## Begin SUPPLIED INFORMATION

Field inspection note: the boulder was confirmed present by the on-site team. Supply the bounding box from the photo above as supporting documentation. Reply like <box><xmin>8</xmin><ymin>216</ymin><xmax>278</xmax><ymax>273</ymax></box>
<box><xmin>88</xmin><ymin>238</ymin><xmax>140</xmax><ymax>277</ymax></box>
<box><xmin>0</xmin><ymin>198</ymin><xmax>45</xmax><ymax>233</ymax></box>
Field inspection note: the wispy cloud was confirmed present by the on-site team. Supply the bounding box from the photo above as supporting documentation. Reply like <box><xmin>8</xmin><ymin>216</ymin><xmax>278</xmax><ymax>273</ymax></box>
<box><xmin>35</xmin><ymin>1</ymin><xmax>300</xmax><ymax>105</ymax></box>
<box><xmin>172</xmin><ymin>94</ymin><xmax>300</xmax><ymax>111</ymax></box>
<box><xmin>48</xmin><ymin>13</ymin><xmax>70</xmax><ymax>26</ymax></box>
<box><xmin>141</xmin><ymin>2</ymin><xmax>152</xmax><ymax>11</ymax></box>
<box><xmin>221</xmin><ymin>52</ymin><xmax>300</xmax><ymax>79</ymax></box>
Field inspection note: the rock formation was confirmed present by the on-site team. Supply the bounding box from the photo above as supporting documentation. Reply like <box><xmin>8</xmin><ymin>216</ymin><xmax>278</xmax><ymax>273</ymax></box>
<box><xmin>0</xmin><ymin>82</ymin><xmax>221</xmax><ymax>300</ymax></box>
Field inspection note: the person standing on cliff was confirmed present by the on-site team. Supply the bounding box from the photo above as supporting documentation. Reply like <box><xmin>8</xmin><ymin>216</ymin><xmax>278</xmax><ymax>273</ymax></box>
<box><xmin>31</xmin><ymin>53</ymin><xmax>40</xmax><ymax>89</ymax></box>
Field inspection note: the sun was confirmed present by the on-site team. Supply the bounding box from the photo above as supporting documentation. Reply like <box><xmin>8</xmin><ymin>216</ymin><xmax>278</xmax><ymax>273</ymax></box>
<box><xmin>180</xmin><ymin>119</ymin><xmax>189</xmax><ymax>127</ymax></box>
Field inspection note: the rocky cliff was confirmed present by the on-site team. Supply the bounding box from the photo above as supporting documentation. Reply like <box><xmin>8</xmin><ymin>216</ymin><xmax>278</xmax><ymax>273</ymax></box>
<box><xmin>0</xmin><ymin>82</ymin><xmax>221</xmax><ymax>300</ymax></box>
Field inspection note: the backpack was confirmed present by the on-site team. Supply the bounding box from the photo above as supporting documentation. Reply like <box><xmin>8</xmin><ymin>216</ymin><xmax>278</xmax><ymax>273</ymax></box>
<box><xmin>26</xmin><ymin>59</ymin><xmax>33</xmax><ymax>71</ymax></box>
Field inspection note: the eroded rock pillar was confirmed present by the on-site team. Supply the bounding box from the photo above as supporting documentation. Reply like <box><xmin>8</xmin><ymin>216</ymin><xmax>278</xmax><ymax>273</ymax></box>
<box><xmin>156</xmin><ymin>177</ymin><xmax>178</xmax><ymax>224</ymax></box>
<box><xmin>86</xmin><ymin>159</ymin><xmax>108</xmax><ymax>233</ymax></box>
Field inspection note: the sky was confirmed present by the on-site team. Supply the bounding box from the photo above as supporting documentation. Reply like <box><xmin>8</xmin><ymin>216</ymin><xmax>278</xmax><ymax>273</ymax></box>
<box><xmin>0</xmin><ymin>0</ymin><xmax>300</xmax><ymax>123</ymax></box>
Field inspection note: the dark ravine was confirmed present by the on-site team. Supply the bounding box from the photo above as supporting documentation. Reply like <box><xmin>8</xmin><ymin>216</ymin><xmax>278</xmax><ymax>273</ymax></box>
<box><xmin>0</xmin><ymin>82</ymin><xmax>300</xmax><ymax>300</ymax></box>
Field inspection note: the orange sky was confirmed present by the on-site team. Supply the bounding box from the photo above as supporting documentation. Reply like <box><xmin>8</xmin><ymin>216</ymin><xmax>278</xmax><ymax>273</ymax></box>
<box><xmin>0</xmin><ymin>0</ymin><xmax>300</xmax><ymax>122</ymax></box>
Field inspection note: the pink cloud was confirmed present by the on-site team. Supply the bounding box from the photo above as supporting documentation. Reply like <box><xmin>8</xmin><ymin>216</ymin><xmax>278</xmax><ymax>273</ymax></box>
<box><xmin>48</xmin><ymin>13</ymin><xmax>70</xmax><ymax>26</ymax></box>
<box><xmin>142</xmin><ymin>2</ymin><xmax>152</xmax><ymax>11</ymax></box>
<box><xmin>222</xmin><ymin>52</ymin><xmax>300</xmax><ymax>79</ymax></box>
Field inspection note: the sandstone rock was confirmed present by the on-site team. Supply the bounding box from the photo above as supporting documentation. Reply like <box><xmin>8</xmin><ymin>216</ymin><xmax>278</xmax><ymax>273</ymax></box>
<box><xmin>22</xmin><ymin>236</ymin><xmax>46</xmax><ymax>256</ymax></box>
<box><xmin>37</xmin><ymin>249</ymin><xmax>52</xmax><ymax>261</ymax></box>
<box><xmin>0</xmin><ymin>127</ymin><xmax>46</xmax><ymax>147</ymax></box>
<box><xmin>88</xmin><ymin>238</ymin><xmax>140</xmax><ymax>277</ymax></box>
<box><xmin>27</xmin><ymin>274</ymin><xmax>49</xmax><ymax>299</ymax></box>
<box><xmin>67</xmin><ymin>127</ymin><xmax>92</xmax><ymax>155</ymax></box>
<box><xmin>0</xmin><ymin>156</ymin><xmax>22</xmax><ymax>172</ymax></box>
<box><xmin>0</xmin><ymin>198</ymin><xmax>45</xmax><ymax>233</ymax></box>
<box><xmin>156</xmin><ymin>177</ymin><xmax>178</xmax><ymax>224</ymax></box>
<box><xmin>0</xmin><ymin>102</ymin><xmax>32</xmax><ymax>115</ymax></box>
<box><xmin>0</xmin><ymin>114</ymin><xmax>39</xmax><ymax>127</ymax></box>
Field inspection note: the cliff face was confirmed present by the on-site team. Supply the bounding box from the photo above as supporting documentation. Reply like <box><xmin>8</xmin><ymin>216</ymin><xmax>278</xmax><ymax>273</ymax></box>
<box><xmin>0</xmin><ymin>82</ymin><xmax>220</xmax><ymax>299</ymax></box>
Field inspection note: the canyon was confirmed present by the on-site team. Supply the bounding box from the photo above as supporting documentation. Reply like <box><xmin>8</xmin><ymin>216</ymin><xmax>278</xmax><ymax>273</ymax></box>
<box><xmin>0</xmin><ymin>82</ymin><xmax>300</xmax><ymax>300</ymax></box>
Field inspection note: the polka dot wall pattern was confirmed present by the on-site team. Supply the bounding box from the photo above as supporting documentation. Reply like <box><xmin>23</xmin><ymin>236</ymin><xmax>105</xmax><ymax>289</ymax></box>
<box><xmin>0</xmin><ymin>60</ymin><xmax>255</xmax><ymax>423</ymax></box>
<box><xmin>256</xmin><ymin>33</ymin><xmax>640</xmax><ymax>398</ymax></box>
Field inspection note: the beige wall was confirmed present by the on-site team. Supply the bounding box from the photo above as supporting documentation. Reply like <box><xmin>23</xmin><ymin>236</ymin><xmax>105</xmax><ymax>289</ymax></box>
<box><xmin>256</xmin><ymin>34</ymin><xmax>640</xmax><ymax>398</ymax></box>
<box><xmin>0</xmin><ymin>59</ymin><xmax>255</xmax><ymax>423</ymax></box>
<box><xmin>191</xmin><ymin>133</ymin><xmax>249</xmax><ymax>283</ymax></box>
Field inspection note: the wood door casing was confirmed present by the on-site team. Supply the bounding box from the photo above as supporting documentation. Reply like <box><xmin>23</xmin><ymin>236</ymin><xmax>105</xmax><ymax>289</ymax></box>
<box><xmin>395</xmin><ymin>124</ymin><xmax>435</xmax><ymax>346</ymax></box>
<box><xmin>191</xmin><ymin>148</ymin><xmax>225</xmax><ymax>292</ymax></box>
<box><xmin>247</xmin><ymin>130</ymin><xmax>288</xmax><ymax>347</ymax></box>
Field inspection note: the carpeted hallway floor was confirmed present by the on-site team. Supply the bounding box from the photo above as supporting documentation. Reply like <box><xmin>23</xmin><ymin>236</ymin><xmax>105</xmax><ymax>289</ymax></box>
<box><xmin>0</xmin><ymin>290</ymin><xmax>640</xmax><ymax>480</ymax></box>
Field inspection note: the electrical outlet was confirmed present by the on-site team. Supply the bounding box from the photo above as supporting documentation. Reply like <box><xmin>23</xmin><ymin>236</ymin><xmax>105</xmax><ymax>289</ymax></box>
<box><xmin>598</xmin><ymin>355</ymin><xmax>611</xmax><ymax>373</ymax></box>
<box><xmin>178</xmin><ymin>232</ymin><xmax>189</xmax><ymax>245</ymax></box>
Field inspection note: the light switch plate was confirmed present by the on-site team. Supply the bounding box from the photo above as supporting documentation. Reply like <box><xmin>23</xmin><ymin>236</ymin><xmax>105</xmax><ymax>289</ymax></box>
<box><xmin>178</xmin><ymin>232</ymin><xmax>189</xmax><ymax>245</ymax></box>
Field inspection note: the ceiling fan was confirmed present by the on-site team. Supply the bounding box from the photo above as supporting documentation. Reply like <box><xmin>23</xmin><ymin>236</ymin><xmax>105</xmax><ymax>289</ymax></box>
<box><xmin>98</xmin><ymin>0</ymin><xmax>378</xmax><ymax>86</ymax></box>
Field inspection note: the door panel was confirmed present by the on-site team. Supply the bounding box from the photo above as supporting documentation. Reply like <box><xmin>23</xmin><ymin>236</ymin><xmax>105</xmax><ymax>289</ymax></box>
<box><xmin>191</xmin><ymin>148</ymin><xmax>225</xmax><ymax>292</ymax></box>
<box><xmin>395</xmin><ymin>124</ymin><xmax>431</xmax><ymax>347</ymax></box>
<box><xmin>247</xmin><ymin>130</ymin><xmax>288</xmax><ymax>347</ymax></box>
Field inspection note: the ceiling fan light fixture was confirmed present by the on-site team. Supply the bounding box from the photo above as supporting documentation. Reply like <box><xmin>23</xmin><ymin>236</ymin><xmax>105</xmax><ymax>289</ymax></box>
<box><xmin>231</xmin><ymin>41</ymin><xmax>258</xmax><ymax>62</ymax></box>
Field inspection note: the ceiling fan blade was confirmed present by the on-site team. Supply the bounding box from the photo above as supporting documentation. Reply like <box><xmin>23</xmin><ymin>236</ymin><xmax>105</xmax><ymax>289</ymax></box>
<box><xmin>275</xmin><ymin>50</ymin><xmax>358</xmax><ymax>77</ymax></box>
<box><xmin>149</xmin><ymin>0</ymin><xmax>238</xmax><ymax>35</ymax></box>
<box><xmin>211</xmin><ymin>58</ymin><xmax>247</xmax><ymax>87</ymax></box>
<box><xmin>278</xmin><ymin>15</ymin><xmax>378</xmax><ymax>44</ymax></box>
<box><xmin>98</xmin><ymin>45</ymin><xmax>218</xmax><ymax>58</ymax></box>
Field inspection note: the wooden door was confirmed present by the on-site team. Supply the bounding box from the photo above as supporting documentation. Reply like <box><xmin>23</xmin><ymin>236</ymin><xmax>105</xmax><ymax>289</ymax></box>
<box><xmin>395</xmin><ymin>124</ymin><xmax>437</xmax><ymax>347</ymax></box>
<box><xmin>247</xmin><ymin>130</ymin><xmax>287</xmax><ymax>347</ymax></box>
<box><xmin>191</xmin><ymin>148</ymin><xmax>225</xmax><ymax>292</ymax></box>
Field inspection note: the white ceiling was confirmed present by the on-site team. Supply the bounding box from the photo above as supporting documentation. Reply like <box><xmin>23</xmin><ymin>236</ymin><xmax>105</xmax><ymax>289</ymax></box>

## End SUPPLIED INFORMATION

### THE EXERCISE:
Show each line of the listing above that contains the word "cloud", copying it in full.

### WORKED SOLUTION:
Field inspection note: the wispy cloud was confirmed present by the on-site team. Supply the bounding box from the photo above as supporting documentation. Reply like <box><xmin>8</xmin><ymin>216</ymin><xmax>278</xmax><ymax>273</ymax></box>
Field inspection note: the pink cloud was confirmed present by the on-site team. Supply the bounding box from the photo above as supporting documentation. Reply like <box><xmin>8</xmin><ymin>216</ymin><xmax>278</xmax><ymax>273</ymax></box>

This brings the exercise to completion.